[Opening Study text section]

Jan Newmarch's blog: May 2012

Wednesday, 30 May 2012

Found low latency for Karaoke with PulseAudio

As a followup to the last post: I can now play Midi files and sing along with no noticeable latency using PulseAudio. To direct the (default) microphone to the (default) speaker load the module_loopback (thanks to rusty0101):

    pactl load-module module-loopback latency_msec=1

Everything you speak/sing/holler will then be played on the speaker.

For Midi file playback I discovered FluidSynth. The following program will play a Midi file:

// See http://fluidsynth.sourceforge.net/api/

// Run by ./PlayFile /usr/share/soundfonts/FluidR3_GM.sf2 ../54150.mid

int main(int argc, char** argv)
{
    int i;
    fluid_settings_t* settings;
    fluid_synth_t* synth;
    fluid_player_t* player;
    fluid_audio_driver_t* adriver;
    settings = new_fluid_settings();
    synth = new_fluid_synth(settings);
    player = new_fluid_player(synth);

    fluid_settings_setstr(settings, "audio.driver", "pulseaudio");
// Use paman to find output device's name
    fluid_settings_setstr(settings, "audio.pulseaudio.device",
            "alsa_output.pci-0000_00_1b.0.analog-stereo");

    adriver = new_fluid_audio_driver(settings, synth);
    /* process command line arguments */
    for (i = 1; i < argc; i++) {
        if (fluid_is_soundfont(argv[i])) {
           fluid_synth_sfload(synth, argv[1], 1);
        }
        if (fluid_is_midifile(argv[i])) {
            fluid_player_add(player, argv[i]);
        }
    }
    /* play the midi files, if any */
    fluid_player_play(player);
    /* wait for playback termination */
    fluid_player_join(player);
    /* cleanup */
    delete_fluid_audio_driver(adriver);
    delete_fluid_player(player);
    delete_fluid_synth(synth);
    delete_fluid_settings(settings);
    return 0;
}

And whadda-you-know? It all works fine.

There's just the matter of hooking up a GUI, and a few thousand lines of code. But at least I'm starting from a good base, and I now realise the Java Sound framework can't give me that, sad to say.

Tuesday, 29 May 2012

In search of (low) latency

This is a followup to my investigations into playing my Songken DVD DKD files on my laptop. In an earlier blog I described how to decode the DKD files into Midi or Midi+WMA files. The intent was then to build a Midi player that would also show the notes of the melody and also the notes the singer was singing.

[Closing Study text section]

▸ Questions on the material
a - In the May 2012 blog page on karaoke with PulseAudio, recast the paragraph beginning "As a followup to the last post" as a short bulleted list that keeps its main facts.
b - Answer these from the May 2012 blog page on karaoke with PulseAudio:
(i) What value does the pactl command give for latency_msec?
(ii) Which audio driver does the program set for FluidSynth?
(iii) Which tool does a code comment name for finding the output device's name?
c - Extend the May 2012 blog page on karaoke with PulseAudio, picking up right after its final sentence.

[Opening Available data section]

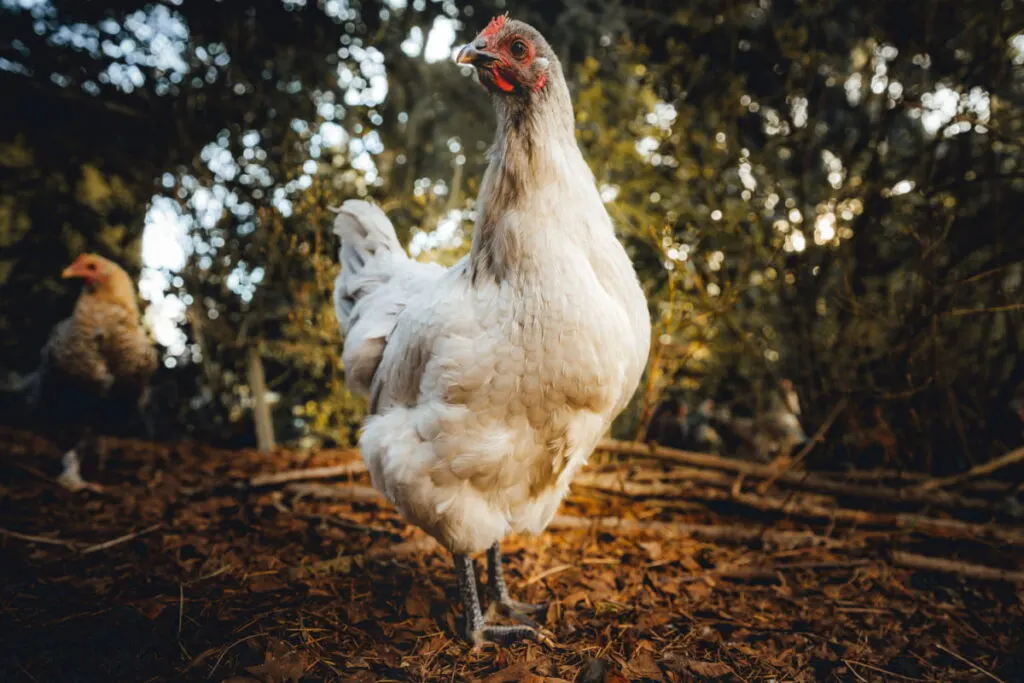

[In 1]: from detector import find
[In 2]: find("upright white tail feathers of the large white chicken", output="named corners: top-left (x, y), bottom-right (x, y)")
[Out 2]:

[Closing Available data section]

▸ Task answers
a -
- Follow-up to the previous post
- Midi files can now be played while singing along, with no noticeable latency, using PulseAudio
- Loading module_loopback sends the default microphone to the default speaker (credit to rusty0101)

b -
(i) 1
(ii) pulseaudio
(iii) paman

c -
Well, I did all that. Java Sound has a Midi player. Java Sound has a Sampled API to handle sounds from the microphone to the loudspeaker. Java has a GUI for showing stuff. TarsosDSP by Joren Six has implemented a number of pitch detection algorithms such as YIN and they can be pulled in to give an estimate of the pitch sung. Java can convert characters from language encodings such as GB2312 to Unicode and display them so I can see Chinese and other characters. So it's all there....

... but latency still kills it. The Midi player introduces latency somehow into the sampled sounds, but even if you work around it - even if you just do sampled data alone - then there is still that little delay. Here are my Java source files. Maybe I will write up an explanation of what I was doing with them later. I'm going to stop work on them right now till I get the latency sorted out.

The standard audio system for (consumer) sound on Linux is Pulse Audio. But as Lennart Poettering explained at the Linux Audio Conference 2010, pro audio has different aims to consumer audio, and this project is closer to pro audio than consumer audio (although to think of Karaoke singers as pros is stretching it a bit :-). In consumer audio, latencies of upto 2 seconds may be permissible, while pro audio sets an upper limit of 20 milli-seconds.

Java Sound is estimated to have a 50msec delay: "These measurements suggest that the latency introduced by buffers in the "Java Sound Audio Engine" is about 50 ms, independant of the sample rate." Now that's on old equipment, but it means there is an uphill struggle.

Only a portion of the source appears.